REQUIRED ACTION:
Below are records to reproduce in full; copy them exactly but keep the pictures out.

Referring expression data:

[Start of Attachment]

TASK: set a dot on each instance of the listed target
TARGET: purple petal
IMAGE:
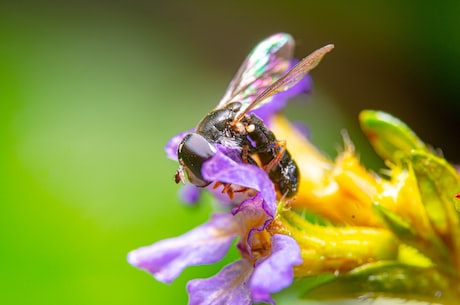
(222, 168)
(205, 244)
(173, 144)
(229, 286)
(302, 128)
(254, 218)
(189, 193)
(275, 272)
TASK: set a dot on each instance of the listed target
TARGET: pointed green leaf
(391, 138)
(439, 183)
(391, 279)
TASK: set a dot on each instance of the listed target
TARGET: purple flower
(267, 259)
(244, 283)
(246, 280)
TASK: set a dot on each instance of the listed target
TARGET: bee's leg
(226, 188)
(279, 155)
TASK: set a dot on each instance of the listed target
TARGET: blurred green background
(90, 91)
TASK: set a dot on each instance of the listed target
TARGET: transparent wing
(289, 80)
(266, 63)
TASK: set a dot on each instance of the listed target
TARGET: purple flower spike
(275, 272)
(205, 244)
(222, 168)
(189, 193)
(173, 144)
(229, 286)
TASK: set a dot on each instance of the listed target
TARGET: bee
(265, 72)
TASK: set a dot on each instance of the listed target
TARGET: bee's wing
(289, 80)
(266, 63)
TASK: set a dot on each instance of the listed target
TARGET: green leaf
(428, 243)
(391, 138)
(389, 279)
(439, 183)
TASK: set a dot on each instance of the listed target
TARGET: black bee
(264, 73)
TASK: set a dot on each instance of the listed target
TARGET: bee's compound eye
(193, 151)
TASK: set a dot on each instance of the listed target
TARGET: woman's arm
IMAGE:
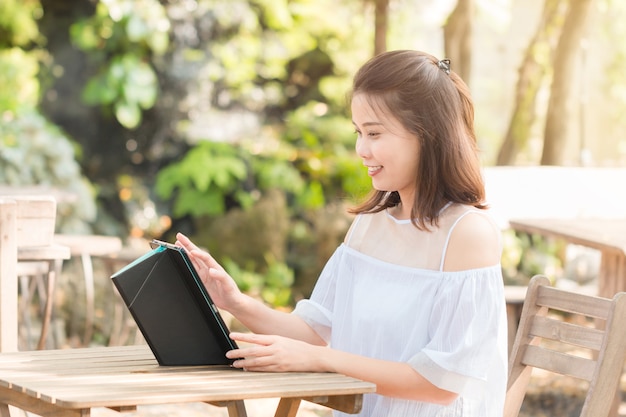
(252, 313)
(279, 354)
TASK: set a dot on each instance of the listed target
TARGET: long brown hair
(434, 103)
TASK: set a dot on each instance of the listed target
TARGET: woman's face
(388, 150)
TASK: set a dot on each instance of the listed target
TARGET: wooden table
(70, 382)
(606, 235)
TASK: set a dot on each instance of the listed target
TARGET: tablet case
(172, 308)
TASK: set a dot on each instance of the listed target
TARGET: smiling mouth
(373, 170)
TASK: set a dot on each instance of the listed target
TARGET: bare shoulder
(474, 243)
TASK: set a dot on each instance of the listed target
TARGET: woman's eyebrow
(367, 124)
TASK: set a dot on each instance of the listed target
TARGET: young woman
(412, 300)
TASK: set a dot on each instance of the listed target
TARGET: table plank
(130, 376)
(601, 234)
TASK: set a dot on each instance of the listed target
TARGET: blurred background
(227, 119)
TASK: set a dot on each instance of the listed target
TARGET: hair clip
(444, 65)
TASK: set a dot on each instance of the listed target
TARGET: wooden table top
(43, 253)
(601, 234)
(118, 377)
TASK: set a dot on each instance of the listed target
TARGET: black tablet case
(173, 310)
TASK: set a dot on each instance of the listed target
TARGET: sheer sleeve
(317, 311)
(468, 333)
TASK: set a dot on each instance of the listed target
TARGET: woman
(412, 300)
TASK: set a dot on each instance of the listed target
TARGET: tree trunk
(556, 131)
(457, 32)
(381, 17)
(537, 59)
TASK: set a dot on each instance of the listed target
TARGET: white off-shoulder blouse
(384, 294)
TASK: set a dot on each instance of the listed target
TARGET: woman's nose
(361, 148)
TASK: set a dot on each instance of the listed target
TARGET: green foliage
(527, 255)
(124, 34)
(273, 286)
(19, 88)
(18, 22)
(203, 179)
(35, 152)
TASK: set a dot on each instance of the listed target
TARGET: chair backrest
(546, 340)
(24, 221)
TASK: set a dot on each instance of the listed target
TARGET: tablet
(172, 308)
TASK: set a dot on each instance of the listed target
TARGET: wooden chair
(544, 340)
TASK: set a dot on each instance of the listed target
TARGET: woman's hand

[End of Attachment]

PROBLEM SOLUTION:
TASK: set a dot on each instance of the listed target
TARGET: purple petal
IMAGE:
(222, 168)
(205, 244)
(173, 144)
(229, 286)
(302, 128)
(254, 218)
(189, 193)
(275, 272)
TASK: set a dot on each instance of the listed target
TARGET: pointed green leaf
(391, 138)
(439, 183)
(391, 279)
TASK: set a dot on each instance of the listed target
TARGET: purple flower
(267, 259)
(244, 283)
(246, 280)
TASK: set a dot on each instance of the listed target
TARGET: bee's leg
(226, 188)
(279, 155)
TASK: set a dot on each instance of the listed target
TARGET: blurred green background
(90, 91)
TASK: set a dot on each instance of the listed target
TARGET: transparent wing
(289, 80)
(266, 63)
TASK: set a dot on each instance of the listed target
TARGET: purple flower spike
(275, 272)
(205, 244)
(222, 168)
(189, 193)
(173, 144)
(229, 286)
TASK: set a dot on each instance of the listed target
TARGET: bee
(265, 72)
TASK: set a dot on each instance of the listed target
TARGET: bee's wing
(289, 80)
(266, 63)
TASK: set a dot on each instance of the listed target
TARGET: green leaf
(428, 243)
(391, 138)
(389, 279)
(439, 183)
TASK: set a dot on each instance of the listed target
TARGET: black bee
(264, 73)
TASK: set a dot on each instance of the listed target
TARGET: bee's compound eye
(193, 151)
TASK: set a dot on each instance of the listed target
TARGET: woman's arm
IMAGE:
(252, 313)
(279, 354)
TASK: set a dot on each instance of the listed target
TARGET: long brown hair
(434, 103)
TASK: set a dot on each instance of the listed target
TARGET: woman's face
(388, 150)
TASK: set a dot on each instance of the listed target
TARGET: wooden table
(70, 382)
(606, 235)
TASK: set a dot on each instance of the listed target
TARGET: tablet case
(172, 308)
TASK: set a dot on each instance of the listed target
TARGET: smiling mouth
(373, 170)
TASK: set a dot on each instance of the listed target
TARGET: bare shoulder
(474, 243)
TASK: set a dot on each instance of the listed target
TARGET: woman's eyebrow
(367, 124)
TASK: set a dot on each instance of the listed target
TARGET: young woman
(412, 300)
TASK: set a dot on each instance of the listed target
TARGET: table plank
(130, 376)
(601, 234)
TASK: set a dot on each instance of the listed target
TARGET: blurred background
(227, 119)
TASK: set a dot on each instance of the listed target
TARGET: hair clip
(444, 65)
TASK: set a dot on each instance of the listed target
TARGET: wooden table top
(43, 253)
(601, 234)
(118, 377)
TASK: set a dot on each instance of the listed target
TARGET: black tablet case
(173, 310)
TASK: set a dot on each instance of the listed target
TARGET: sheer sleeve
(317, 311)
(468, 333)
TASK: set a dot on each instance of the listed target
TARGET: woman
(412, 300)
TASK: set a dot on each instance of the listed target
TARGET: tree trunk
(556, 131)
(457, 32)
(381, 17)
(537, 59)
TASK: set a dot on each instance of the listed target
TARGET: white off-shoulder blouse
(384, 294)
TASK: set a dot on each instance of the listed target
TARGET: woman's nose
(361, 148)
TASK: set a dot on each instance of the listed target
TARGET: green foliage
(527, 255)
(124, 34)
(273, 286)
(19, 88)
(18, 22)
(203, 179)
(35, 152)
TASK: set a dot on each instance of the listed target
TARGET: chair backrest
(546, 340)
(24, 221)
TASK: set a dot on each instance of the listed target
TARGET: tablet
(172, 308)
TASK: set a dot on each instance of the listed target
TARGET: wooden chair
(544, 340)
TASK: set a dot on each instance of the listed target
TARGET: woman's hand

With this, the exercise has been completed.